Document segment -
Wednesday, February 11, 2015

Not A Good Night Again Last Night...*Sigh*

I had another sleep deprived night last night and, as a result, spent most of today asleep with just waking up to use the bathroom.   The Beast came in twice and asked me if I was all right or was I feeling sick.  I got pissed and said, *No!  I am NOT sick.  I am tired.  I could NOT get to sleep last night for the second night in a row.*  From there, I went back to sleep and slept away most of the day.  

Which brings me to the problem that in itself brings.  A round robin...!  If you sleep all day, how do you also sleep at night?  I am going to call my doctor's office in the morning and see if I can't get in to see him and discuss this with him.  As much as I hate the thought, I may ask him for just a few sleeping pills to use to break this cycle.  I've already stopped drinking any cola or coffee after 5pm.  Even the Beast noticed that, although he had made a fresh pot of coffee (for me, he said) before he left for church.

Data rows -

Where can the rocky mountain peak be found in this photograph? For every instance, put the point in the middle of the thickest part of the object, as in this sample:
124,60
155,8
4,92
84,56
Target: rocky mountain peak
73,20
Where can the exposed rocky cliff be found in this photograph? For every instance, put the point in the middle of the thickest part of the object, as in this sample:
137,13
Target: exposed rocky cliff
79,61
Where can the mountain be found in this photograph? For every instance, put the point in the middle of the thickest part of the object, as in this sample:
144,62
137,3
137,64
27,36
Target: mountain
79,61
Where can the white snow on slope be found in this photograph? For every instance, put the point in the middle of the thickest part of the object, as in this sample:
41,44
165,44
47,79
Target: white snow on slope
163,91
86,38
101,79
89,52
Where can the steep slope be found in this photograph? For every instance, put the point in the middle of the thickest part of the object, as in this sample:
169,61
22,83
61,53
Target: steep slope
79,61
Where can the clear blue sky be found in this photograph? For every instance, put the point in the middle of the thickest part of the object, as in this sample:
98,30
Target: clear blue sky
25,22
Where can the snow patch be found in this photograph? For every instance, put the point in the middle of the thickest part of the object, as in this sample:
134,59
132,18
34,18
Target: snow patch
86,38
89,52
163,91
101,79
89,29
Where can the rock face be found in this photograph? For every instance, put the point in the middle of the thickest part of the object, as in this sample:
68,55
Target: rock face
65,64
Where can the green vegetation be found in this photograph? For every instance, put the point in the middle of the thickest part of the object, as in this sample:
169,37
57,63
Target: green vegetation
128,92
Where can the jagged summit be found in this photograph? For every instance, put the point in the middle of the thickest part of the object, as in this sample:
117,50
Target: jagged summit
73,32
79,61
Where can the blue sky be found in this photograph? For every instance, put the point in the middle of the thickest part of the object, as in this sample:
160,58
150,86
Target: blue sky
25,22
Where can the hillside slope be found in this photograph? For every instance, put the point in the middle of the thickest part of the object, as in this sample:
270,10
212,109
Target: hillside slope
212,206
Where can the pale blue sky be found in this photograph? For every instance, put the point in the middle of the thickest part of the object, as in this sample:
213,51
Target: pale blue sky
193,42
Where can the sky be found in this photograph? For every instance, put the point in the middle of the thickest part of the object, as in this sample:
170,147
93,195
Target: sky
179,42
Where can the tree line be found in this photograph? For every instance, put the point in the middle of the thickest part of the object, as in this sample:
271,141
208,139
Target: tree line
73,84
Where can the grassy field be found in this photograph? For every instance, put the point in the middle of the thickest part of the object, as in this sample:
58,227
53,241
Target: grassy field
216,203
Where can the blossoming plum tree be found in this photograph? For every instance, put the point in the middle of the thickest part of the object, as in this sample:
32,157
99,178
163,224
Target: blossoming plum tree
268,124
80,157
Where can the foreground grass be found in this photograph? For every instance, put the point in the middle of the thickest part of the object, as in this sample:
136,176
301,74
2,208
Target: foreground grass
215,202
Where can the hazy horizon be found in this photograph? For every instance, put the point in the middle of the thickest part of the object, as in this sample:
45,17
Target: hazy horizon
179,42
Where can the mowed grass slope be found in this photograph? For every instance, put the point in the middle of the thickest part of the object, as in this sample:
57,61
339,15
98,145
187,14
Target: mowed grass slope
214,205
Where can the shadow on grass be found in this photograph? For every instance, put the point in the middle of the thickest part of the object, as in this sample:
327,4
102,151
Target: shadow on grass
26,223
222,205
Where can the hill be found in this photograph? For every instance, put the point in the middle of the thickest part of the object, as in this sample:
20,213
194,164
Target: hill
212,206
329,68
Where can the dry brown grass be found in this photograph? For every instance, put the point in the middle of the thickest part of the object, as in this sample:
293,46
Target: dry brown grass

Exercise 1 - Condense the paragraph of the blog post above that begins "Which brings me to the problem" into a shorter version that keeps its main facts.
Exercise 2 - Reproduce the passage of the blog post above between "I had another" and "of the day.", inclusive.
Exercise 3 - According to the blog post above, after what time has the writer stopped drinking cola or coffee?

Correct output 1 - Sleeping all day makes it hard to sleep at night, creating a cycle. I plan to call my doctor's office in the morning to get an appointment and, though I dislike the idea, may ask for a few sleeping pills to break the cycle. I've already stopped drinking cola or coffee after 5pm, which even the Beast noticed, even though he had made a fresh pot of coffee (for me, he said) before leaving for church.

Correct output 2 -
I had another sleep deprived night last night and, as a result, spent most of today asleep with just waking up to use the bathroom.   The Beast came in twice and asked me if I was all right or was I feeling sick.  I got pissed and said, *No!  I am NOT sick.  I am tired.  I could NOT get to sleep last night for the second night in a row.*  From there, I went back to sleep and slept away most of the day.

Correct output 3 - After 5pm.